§ **TRY IT**
Report how many lines in the material hold the word "lining". No other content is required.

• • • • • • •

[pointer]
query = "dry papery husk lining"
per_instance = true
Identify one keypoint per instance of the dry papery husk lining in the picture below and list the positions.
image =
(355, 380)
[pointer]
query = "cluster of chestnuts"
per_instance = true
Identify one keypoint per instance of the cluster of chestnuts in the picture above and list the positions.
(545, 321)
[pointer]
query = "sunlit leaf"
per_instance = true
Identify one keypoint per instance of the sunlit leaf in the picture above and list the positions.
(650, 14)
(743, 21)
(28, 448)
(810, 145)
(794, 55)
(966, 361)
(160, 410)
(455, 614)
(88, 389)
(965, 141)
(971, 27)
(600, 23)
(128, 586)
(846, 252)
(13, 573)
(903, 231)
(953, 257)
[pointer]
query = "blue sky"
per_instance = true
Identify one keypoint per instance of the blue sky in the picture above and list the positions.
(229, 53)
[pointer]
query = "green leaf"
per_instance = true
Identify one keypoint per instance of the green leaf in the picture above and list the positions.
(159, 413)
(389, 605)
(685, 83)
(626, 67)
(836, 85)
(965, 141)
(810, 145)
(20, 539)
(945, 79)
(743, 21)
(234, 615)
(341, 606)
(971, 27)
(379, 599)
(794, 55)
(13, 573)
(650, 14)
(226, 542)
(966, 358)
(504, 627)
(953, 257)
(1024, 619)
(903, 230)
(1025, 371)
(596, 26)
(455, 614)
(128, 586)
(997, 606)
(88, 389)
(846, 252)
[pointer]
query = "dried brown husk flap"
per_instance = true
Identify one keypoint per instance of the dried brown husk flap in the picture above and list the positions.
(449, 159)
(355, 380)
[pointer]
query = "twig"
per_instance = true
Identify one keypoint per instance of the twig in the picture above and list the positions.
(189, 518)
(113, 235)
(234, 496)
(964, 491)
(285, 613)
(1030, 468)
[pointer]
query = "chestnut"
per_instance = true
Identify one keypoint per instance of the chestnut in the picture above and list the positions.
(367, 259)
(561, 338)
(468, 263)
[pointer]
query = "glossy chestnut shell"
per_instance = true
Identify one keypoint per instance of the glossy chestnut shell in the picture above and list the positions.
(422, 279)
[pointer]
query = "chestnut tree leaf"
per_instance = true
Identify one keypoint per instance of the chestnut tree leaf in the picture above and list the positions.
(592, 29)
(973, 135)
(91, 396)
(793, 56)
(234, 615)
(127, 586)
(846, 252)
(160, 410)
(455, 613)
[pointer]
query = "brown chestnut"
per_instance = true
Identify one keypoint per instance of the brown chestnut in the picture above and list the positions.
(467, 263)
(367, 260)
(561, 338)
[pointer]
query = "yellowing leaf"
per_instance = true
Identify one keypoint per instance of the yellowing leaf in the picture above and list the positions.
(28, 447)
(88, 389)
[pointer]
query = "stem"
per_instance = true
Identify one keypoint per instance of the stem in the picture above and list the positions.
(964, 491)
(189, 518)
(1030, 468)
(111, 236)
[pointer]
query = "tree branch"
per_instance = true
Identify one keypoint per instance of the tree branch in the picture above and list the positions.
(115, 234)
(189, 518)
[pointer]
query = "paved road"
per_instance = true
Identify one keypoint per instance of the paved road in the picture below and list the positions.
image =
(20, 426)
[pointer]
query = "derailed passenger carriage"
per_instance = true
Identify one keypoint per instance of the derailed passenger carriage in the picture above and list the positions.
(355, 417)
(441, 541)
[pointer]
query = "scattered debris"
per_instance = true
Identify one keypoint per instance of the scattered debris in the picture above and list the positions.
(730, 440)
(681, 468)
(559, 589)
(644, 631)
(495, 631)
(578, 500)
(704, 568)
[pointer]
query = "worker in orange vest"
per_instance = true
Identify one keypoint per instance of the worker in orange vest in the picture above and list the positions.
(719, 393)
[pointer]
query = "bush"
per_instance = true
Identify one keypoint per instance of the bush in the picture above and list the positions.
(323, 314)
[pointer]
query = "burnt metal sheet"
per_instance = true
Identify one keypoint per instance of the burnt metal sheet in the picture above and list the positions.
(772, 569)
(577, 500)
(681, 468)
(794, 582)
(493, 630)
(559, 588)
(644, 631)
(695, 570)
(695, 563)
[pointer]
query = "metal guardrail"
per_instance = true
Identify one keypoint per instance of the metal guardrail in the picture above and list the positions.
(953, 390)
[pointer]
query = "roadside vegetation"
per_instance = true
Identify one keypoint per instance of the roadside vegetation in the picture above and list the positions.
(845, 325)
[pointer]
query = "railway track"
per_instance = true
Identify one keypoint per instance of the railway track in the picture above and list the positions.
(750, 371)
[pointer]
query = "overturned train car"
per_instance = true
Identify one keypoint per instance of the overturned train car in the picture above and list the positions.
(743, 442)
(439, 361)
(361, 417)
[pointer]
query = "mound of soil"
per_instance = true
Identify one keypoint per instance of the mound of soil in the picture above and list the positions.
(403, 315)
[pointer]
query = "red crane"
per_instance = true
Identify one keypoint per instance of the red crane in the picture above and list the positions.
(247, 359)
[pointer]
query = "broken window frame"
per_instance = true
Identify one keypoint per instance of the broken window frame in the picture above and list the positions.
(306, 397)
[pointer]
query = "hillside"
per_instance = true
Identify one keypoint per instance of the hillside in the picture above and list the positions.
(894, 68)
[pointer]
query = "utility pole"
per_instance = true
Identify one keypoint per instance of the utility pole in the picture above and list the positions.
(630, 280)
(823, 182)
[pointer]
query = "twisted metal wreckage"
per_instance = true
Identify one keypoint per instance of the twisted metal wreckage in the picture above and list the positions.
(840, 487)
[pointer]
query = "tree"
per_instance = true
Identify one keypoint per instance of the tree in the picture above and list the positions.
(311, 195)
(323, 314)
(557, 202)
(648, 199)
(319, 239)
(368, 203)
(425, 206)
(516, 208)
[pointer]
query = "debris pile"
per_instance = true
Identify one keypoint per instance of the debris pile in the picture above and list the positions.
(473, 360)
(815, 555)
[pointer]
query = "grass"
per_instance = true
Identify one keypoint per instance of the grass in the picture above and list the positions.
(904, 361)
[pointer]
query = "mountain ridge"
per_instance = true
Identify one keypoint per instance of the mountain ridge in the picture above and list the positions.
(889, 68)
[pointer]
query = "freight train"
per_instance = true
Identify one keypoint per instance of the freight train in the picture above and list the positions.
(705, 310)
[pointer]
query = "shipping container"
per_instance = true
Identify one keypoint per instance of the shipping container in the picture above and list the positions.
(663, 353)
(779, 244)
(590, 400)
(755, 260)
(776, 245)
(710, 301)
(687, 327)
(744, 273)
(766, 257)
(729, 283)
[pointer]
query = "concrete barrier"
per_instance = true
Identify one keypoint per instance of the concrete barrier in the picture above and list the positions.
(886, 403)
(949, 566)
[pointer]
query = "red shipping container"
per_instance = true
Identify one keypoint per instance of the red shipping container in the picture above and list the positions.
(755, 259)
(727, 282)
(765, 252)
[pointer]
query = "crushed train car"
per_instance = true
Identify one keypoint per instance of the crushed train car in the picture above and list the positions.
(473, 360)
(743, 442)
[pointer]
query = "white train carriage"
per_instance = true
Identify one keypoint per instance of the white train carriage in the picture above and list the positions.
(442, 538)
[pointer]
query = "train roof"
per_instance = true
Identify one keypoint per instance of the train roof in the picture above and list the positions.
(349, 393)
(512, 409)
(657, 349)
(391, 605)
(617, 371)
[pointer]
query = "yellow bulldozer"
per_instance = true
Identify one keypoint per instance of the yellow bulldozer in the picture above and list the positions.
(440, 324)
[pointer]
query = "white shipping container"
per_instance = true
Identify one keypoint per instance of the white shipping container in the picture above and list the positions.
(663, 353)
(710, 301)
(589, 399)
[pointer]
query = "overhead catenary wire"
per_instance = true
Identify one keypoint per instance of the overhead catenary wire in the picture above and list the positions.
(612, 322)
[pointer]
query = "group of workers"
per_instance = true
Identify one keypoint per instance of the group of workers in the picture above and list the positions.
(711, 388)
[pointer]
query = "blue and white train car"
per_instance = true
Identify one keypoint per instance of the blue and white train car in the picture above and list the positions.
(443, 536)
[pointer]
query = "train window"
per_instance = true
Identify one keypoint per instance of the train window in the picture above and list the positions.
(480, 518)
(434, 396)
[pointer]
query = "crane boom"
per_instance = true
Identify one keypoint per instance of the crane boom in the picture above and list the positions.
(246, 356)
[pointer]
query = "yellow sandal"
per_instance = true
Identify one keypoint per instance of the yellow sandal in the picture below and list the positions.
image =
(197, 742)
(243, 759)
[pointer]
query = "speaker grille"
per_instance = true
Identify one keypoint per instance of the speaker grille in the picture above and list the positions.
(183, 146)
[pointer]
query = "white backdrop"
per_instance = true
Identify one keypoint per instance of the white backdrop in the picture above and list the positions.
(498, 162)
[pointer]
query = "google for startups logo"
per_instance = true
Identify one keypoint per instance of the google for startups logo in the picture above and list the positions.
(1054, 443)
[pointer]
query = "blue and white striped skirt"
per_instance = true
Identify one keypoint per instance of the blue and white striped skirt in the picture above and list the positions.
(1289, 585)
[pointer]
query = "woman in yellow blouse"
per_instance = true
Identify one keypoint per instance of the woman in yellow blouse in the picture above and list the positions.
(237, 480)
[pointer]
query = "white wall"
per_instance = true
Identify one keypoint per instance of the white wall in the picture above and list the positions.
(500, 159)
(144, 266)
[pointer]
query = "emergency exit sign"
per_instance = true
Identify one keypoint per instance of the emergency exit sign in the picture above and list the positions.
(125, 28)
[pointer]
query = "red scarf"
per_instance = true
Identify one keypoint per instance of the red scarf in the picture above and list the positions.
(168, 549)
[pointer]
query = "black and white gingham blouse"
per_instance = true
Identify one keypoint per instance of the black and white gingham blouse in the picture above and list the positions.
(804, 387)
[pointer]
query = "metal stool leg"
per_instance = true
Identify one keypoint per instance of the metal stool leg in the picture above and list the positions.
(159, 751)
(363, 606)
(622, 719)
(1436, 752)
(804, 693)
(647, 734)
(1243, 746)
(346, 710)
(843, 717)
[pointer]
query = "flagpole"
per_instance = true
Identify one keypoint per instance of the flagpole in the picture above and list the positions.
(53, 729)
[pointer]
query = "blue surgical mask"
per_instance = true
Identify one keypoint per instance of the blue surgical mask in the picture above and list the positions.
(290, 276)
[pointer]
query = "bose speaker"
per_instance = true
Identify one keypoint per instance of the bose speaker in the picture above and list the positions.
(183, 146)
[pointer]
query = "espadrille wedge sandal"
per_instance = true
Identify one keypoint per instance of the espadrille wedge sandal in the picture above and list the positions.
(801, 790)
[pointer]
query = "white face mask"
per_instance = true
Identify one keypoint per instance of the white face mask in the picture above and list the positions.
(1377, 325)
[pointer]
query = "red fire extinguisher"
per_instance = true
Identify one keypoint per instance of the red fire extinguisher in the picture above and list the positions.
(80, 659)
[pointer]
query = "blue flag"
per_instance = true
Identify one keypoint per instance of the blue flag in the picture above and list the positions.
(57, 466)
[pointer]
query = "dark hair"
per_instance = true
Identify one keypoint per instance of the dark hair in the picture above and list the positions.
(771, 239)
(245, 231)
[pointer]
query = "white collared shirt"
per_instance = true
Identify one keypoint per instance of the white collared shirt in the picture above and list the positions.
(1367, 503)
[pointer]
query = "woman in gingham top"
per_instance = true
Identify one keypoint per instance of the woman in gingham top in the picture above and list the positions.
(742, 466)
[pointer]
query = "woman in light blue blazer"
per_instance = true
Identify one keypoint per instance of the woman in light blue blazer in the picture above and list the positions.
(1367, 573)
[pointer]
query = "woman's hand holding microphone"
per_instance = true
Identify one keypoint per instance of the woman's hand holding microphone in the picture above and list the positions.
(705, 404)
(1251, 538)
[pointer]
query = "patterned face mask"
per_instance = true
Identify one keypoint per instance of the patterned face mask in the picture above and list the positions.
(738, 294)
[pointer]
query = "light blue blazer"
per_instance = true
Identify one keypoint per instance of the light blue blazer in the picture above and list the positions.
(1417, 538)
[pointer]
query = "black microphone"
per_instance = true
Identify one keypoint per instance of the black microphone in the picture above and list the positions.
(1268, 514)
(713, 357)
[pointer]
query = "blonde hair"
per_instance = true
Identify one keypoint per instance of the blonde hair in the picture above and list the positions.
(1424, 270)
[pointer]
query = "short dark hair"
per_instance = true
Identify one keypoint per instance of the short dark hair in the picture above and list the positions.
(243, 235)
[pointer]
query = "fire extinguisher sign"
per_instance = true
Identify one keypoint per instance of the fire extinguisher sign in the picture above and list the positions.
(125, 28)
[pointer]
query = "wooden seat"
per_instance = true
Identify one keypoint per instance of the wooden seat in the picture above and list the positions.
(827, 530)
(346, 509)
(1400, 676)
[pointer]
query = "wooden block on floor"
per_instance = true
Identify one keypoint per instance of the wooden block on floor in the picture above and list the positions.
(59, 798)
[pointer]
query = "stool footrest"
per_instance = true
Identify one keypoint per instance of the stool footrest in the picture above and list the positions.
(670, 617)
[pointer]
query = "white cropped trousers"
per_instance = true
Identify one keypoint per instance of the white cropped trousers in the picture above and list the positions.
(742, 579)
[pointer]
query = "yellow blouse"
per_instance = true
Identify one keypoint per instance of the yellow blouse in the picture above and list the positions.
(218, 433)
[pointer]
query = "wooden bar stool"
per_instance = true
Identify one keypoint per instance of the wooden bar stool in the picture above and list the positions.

• • • • • • •

§ **EXERCISE SOLUTION**
2